=== Texto fornecido ===
Carmo do Rio Claro (MG) — Um padre no palco, um prefeito no púlpito e R$ 280 mil saindo do bolso do contribuinte. Foi assim que Fábio de Melo inaugurou o novo ciclo de prioridades da cidade mineira de Carmo do Rio Claro, onde metade do orçamento do hospital local foi torrada em uma apresentação religiosa sob aplausos e aleluias.
O show, realizado no último final de semana, escancarou o que já virou tendência nacional: o uso escancarado de verbas públicas para bancar eventos cristãos, em plena escalada do fundamentalismo político-religioso.
O próprio prefeito Filipe Carielo (PSD) não fez cerimônia: “A nossa meta é, pelos próximos quatro anos, realizar eventos voltados ao público cristão”. Traduzindo: quem não for da bancada de Deus pode ficar com as sobras — ou nem isso.
R$ 13,8 milhões para evangelizar
Segundo levantamento do jornal O Globo, ao menos 38 prefeituras em 16 estados gastaram mais de R$ 13,8 milhões com eventos cristãos apenas entre junho de 2024 e maio de 2025. Um tsunami de dinheiro público para bancar 27 festas evangélicas, 13 católicas e uma indefinida, muitas vezes sem licitação, com base em “inexigibilidade”. Transparência, para quê?
Os casos pipocam Brasil afora. No Maranhão, o Ministério Público tentou suspender o “Zé Doca com Cristo”, um carnaval gospel de R$ 600 mil. No Rio Grande do Norte, a recomendação era evitar esse tipo de gasto — ignorada, é claro. Em Campestre de Goiás, a farra com Jesus levou embora metade da arrecadação do IPTU anual da cidade.
Rio de Janeiro: capital da fé bancada
No Rio, o caso é ainda mais escandaloso. A Marcha para Jesus, que em 2010 gerou multa ao então prefeito de Teresópolis, hoje recebe cifras milionárias com louvor. Só em 2025, a prefeitura carioca despejou R$ 1,9 milhão no evento. E não para por aí: a Expo Cristã levou R$ 3 milhões e o “Cariocão”, promovido pela Igreja Adventista, abocanhou mais um quinhão.
A gastança gerou uma representação no Ministério Público Federal contra Eduardo Paes, por suspeita de favorecimento ao público evangélico. A pergunta que ecoa nas igrejas e nos tribunais é simples: qual a linha entre fé e favorecimento?
Cultura ou proselitismo?
Os prefeitos adoram se esconder atrás do argumento da “tradição cultural”. Mas até onde vai a cultura e começa o proselitismo financiado com dinheiro público?

=== Dados brutos ===
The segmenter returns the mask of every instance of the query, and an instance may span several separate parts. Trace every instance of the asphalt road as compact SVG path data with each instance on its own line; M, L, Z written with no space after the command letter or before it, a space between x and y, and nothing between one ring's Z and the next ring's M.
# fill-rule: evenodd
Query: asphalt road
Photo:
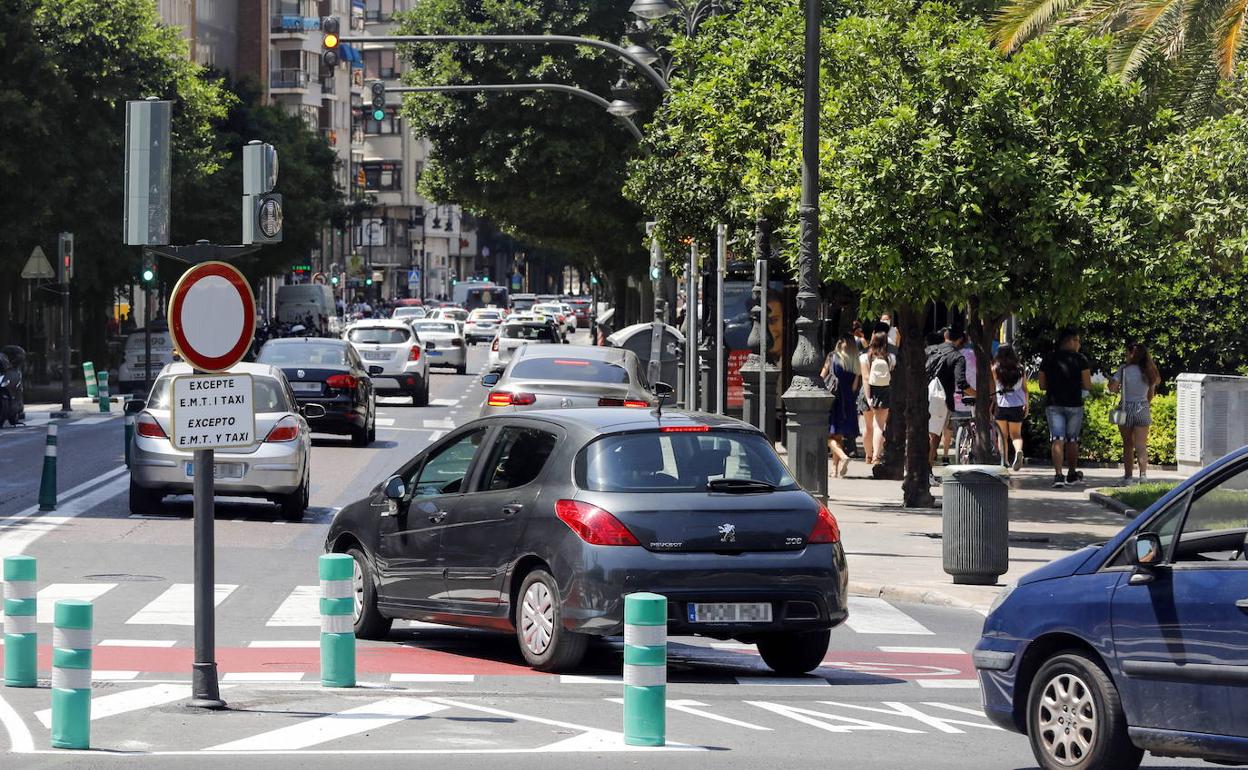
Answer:
M583 337L583 334L582 334ZM485 349L469 357L479 372ZM378 441L317 438L312 509L280 520L266 503L218 500L217 660L230 708L183 704L192 654L190 502L132 517L117 417L61 429L60 507L40 517L44 429L0 432L0 555L39 559L40 605L95 603L92 751L49 748L47 683L0 690L4 768L1033 768L1026 740L988 725L968 651L973 612L855 599L816 675L775 679L753 648L669 644L665 749L622 744L620 640L577 675L534 674L510 636L398 623L361 643L361 686L319 685L316 558L333 512L449 428L475 417L474 376L433 378L432 403L383 399ZM852 569L852 563L850 564ZM41 640L50 623L40 624ZM41 661L46 676L47 660ZM649 756L638 756L638 754ZM433 759L433 758L429 758ZM1198 763L1148 760L1151 768ZM1202 765L1203 766L1203 765Z

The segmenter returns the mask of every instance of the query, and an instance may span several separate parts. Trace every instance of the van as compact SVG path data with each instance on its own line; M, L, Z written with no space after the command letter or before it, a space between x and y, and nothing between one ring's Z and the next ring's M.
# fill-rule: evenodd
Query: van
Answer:
M277 287L277 321L280 323L302 323L317 329L321 334L329 333L329 319L336 314L333 292L323 283L295 283Z

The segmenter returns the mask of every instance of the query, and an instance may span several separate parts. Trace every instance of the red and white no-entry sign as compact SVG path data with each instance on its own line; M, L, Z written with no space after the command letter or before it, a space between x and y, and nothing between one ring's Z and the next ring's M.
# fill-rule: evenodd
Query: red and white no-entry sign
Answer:
M256 297L238 268L205 262L186 271L168 301L173 348L201 372L242 361L256 334Z

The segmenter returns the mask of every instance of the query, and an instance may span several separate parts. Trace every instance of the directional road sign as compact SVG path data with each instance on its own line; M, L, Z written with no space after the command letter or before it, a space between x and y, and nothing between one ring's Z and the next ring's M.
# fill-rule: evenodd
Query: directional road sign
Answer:
M256 298L242 273L225 262L186 271L168 301L173 348L200 372L242 361L256 333Z

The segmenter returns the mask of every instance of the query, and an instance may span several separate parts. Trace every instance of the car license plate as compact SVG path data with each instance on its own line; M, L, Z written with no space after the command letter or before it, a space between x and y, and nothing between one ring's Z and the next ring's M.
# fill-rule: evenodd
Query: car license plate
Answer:
M694 604L690 602L689 623L771 623L771 603Z
M195 463L186 463L186 477L195 475ZM242 478L242 463L212 463L212 478Z

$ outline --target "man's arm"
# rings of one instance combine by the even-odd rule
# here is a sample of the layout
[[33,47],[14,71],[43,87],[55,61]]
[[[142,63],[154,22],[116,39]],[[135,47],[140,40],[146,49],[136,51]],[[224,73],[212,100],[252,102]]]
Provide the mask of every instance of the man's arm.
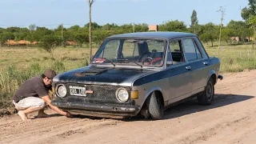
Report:
[[53,105],[50,104],[50,102],[51,100],[50,99],[50,97],[49,95],[46,95],[46,96],[43,96],[43,97],[41,97],[42,100],[45,101],[45,102],[46,102],[46,104],[48,104],[50,106],[50,107],[51,109],[53,109],[54,110],[55,110],[57,113],[62,114],[62,115],[65,115],[65,116],[67,116],[67,117],[70,117],[70,114],[67,112],[65,112],[65,111],[62,111],[59,108],[58,108],[57,106],[54,106]]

=== Lista de tarefas ===
1: Cite todos os eventos que o texto sobre gastos públicos com eventos cristãos identifica por nome.
2: Transcreva do texto sobre gastos públicos com eventos cristãos o trecho que começa nas palavras "O show, realizado" e vai até as palavras "ou nem isso.", inclusive.
3: Responda com base no texto sobre gastos públicos com eventos cristãos:
(a) Qual é o partido do prefeito Filipe Carielo?
(b) Segundo o levantamento de O Globo, quantas prefeituras gastaram com eventos cristãos?
(c) Quanto a prefeitura carioca destinou à Marcha para Jesus em 2025?
Use apenas o texto para responder.

=== Respostas do exercício ===
1: Zé Doca com Cristo; Marcha para Jesus; Expo Cristã; Cariocão

2:
O show, realizado no último final de semana, escancarou o que já virou tendência nacional: o uso escancarado de verbas públicas para bancar eventos cristãos, em plena escalada do fundamentalismo político-religioso.
O próprio prefeito Filipe Carielo (PSD) não fez cerimônia: “A nossa meta é, pelos próximos quatro anos, realizar eventos voltados ao público cristão”. Traduzindo: quem não for da bancada de Deus pode ficar com as sobras — ou nem isso.

3:
(a) PSD
(b) Ao menos 38 prefeituras, em 16 estados
(c) R$ 1,9 milhão